## Task prompt:
Reproduce verbatim the lines of the items below, starting at the line that contains "Target: metal railing post" and ending at the final line of the items.

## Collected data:

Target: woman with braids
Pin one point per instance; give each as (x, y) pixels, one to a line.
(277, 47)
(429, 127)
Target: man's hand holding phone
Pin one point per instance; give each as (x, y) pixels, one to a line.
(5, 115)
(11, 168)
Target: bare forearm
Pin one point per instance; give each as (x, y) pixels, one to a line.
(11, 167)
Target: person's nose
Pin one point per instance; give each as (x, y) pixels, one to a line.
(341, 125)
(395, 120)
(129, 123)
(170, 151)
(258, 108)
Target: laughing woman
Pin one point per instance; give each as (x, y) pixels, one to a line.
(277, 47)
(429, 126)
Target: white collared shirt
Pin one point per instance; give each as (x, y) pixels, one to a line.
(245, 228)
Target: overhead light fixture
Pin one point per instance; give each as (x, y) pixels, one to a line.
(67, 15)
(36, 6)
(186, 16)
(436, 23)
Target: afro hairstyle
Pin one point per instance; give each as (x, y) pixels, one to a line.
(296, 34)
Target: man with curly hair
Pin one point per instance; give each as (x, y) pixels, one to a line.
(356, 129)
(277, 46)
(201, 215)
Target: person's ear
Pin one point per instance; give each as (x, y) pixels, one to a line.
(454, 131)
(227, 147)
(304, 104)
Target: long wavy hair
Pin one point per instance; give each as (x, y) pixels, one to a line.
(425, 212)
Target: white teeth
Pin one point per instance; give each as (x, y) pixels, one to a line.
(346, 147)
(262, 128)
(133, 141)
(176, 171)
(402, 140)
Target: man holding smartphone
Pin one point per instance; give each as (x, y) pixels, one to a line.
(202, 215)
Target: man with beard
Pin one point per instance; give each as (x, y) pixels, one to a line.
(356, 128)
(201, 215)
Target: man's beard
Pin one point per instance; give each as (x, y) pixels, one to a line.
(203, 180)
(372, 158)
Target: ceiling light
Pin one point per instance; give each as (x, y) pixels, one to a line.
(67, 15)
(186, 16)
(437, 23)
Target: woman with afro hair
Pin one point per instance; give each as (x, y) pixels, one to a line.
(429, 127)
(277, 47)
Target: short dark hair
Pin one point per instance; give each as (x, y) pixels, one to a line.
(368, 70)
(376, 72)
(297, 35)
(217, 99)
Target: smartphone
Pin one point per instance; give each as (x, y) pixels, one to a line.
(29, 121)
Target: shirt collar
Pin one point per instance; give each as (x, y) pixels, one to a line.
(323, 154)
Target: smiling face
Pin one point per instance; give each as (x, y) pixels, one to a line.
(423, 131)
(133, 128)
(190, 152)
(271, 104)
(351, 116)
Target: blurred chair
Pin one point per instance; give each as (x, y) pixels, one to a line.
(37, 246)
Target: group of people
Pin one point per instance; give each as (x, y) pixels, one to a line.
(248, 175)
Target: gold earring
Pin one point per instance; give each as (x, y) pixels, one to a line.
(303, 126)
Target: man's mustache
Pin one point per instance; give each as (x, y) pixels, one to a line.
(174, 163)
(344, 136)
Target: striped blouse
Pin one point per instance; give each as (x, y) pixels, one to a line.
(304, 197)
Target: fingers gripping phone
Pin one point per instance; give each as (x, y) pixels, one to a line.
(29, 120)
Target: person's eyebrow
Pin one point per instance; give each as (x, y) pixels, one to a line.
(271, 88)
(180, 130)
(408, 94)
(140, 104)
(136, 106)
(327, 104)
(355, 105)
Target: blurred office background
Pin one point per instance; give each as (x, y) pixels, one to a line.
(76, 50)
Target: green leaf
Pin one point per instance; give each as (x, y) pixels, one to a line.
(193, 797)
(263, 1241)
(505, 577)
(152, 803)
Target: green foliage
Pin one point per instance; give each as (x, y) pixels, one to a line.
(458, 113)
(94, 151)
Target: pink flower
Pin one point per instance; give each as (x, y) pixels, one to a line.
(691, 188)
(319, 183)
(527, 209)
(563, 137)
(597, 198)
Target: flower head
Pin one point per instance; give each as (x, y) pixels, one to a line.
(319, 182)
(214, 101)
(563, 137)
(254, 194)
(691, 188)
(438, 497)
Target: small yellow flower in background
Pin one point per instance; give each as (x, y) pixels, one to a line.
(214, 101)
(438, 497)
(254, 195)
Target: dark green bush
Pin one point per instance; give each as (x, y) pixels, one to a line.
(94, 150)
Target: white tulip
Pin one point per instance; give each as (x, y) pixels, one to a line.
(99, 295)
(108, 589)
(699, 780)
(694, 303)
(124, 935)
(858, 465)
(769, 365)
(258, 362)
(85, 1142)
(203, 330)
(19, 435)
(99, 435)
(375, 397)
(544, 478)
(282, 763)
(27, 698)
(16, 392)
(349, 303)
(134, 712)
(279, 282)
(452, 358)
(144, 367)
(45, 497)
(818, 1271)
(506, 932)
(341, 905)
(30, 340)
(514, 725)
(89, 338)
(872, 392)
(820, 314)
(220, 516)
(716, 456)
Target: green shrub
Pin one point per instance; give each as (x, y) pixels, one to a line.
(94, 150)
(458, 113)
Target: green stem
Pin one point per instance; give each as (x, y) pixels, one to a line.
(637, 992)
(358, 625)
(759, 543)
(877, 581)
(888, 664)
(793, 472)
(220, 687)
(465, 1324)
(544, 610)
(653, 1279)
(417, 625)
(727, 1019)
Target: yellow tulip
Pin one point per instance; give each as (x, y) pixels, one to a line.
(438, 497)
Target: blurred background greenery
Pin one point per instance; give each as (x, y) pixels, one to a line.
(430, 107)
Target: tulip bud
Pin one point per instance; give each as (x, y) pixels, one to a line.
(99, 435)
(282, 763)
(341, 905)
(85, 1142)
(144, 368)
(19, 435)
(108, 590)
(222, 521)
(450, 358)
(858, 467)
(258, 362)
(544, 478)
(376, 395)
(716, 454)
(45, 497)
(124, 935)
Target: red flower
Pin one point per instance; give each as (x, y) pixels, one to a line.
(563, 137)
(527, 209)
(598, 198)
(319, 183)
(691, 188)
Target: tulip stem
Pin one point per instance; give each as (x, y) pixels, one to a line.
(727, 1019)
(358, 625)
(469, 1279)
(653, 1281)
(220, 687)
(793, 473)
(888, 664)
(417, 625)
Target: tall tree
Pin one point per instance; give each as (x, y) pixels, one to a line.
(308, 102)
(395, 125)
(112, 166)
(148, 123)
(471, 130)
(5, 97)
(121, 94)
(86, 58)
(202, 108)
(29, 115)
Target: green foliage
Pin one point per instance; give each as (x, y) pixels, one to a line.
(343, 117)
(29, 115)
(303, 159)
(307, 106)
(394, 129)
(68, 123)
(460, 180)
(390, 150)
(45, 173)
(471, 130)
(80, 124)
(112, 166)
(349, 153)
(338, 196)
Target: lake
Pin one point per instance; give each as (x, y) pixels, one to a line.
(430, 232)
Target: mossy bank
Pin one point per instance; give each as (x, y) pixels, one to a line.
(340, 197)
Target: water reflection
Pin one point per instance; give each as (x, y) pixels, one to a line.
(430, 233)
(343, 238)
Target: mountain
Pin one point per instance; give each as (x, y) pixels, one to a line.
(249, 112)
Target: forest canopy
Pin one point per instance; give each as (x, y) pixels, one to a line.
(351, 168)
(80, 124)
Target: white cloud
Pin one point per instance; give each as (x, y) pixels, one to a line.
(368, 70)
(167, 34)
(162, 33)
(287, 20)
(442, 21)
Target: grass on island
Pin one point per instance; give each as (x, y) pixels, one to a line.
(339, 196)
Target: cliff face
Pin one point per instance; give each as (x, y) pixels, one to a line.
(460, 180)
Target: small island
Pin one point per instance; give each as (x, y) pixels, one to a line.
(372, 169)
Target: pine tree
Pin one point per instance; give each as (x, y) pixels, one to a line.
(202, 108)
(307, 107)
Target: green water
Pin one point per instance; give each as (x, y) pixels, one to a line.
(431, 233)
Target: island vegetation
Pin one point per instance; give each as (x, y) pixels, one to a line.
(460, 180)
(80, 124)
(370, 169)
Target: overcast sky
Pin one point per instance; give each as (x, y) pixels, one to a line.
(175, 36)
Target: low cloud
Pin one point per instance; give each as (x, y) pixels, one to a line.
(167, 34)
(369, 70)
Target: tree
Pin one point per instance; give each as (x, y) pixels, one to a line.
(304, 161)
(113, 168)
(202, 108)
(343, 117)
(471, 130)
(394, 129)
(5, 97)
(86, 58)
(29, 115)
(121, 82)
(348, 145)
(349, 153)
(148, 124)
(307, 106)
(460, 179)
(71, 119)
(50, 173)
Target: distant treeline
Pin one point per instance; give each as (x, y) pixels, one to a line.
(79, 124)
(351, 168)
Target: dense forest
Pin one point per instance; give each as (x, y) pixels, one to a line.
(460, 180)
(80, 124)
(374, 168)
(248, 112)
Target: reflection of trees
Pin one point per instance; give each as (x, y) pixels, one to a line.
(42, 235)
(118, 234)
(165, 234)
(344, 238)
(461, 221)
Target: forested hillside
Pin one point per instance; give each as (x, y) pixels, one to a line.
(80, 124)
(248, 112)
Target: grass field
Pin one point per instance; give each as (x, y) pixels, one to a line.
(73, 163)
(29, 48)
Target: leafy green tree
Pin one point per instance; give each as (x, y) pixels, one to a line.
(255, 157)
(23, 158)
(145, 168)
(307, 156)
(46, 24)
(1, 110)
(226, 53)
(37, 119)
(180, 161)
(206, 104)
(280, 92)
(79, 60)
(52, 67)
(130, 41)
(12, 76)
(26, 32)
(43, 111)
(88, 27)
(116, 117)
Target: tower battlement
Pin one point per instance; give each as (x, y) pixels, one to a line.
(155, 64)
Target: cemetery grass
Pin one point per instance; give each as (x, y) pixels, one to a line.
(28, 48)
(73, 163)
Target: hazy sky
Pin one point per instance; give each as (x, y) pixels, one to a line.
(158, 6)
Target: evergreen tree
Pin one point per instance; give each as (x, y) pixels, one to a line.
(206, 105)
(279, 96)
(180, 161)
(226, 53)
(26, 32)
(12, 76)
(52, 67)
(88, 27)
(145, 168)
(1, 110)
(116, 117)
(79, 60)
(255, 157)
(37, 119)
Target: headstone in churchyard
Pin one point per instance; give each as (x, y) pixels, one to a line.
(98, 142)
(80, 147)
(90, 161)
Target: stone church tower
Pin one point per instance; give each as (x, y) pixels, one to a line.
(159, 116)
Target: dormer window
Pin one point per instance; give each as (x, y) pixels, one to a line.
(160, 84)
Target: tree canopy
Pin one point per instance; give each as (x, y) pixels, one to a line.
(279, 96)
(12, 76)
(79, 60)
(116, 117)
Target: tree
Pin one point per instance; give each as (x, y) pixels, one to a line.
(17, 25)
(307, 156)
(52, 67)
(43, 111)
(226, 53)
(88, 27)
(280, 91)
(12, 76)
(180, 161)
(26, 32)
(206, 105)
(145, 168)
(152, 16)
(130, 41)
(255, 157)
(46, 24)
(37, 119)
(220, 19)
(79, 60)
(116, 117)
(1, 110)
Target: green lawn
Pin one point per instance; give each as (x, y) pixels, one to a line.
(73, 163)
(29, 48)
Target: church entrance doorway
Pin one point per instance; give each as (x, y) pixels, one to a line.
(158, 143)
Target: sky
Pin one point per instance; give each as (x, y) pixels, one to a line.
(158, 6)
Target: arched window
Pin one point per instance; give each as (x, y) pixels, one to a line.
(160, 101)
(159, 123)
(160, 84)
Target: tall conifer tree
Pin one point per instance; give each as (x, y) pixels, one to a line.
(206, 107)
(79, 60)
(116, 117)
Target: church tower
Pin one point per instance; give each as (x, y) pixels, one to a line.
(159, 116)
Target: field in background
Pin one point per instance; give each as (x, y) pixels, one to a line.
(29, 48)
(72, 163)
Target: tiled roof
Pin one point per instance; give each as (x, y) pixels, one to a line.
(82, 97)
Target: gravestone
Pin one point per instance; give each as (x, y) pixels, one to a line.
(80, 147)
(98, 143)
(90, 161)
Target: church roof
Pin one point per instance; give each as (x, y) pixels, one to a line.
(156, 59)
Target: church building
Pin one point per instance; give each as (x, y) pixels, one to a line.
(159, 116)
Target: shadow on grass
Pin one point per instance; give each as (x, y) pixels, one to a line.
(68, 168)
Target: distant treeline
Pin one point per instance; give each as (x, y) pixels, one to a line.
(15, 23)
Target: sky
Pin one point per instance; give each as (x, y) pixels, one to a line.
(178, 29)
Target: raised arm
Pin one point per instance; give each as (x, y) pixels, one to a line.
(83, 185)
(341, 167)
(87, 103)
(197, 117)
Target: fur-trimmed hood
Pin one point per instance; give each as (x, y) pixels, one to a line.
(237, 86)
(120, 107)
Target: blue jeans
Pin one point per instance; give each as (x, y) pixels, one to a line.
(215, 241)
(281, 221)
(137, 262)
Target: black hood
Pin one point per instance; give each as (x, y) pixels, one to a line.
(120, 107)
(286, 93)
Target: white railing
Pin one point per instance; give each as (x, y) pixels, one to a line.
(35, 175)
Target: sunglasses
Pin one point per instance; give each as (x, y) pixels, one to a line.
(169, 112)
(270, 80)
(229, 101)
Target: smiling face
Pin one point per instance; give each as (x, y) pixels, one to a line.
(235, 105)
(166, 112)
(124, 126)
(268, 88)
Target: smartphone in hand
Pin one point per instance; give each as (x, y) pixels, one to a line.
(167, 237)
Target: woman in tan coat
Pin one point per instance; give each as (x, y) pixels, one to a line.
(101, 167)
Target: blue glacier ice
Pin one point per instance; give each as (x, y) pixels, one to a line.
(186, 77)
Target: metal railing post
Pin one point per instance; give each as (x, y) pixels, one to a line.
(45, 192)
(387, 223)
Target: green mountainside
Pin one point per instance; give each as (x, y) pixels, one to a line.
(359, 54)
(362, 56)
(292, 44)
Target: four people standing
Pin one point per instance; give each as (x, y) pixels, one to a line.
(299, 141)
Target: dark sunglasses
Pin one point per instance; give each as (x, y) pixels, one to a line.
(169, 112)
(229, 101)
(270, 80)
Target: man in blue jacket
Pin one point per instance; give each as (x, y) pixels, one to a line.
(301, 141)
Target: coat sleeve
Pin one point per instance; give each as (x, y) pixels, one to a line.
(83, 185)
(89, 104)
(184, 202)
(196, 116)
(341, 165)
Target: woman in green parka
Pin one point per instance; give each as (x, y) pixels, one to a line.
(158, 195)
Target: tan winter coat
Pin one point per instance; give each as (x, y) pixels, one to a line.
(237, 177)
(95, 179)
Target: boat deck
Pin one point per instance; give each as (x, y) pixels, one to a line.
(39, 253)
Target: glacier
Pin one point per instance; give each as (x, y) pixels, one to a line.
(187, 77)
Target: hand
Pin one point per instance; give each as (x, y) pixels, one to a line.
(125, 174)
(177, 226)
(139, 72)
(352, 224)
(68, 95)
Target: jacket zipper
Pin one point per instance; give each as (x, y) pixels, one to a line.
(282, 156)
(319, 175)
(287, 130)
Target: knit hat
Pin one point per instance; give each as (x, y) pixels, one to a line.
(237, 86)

## Worked answer:
Target: metal railing post
Pin one point per instance; give each as (x, y) pixels, one to a line.
(45, 192)
(387, 223)
Target: green mountainside
Pin one point per instance; give each as (x, y) pixels, one to a line.
(359, 54)
(362, 56)
(292, 44)
Target: four people standing
Pin one point per instance; give each as (x, y) pixels, one to a line.
(299, 141)
Target: dark sunglasses
Pin one point per instance; give each as (x, y) pixels, one to a line.
(169, 112)
(229, 101)
(270, 80)
Target: man in blue jacket
Pin one point per instance; give each as (x, y) pixels, one to a line.
(301, 141)
Target: coat sleeve
Pin one point per instance; give each as (x, y) pixels, one to a line.
(83, 185)
(89, 104)
(184, 202)
(196, 116)
(341, 165)
Target: woman in green parka
Pin one point per instance; give each as (x, y) pixels, one to a line.
(158, 195)
Target: tan winter coat
Pin one point per instance; give each as (x, y) pixels, one to a line.
(237, 177)
(95, 179)
Target: boat deck
Pin one point per instance; give each as (x, y) pixels, one to a line.
(39, 253)
Target: glacier
Pin one point per instance; give each as (x, y) pixels, one to a line.
(187, 77)
Target: hand
Pin one point per instance; give each as (x, y) pixels, one to a line.
(125, 174)
(177, 226)
(139, 72)
(352, 224)
(68, 95)
Target: jacket zipper
Pin one point per instance; give each as (x, y) pixels, one to a line.
(282, 156)
(319, 175)
(287, 130)
Target: knit hat
Pin one point per instance; give each as (x, y) pixels, one to a line.
(237, 86)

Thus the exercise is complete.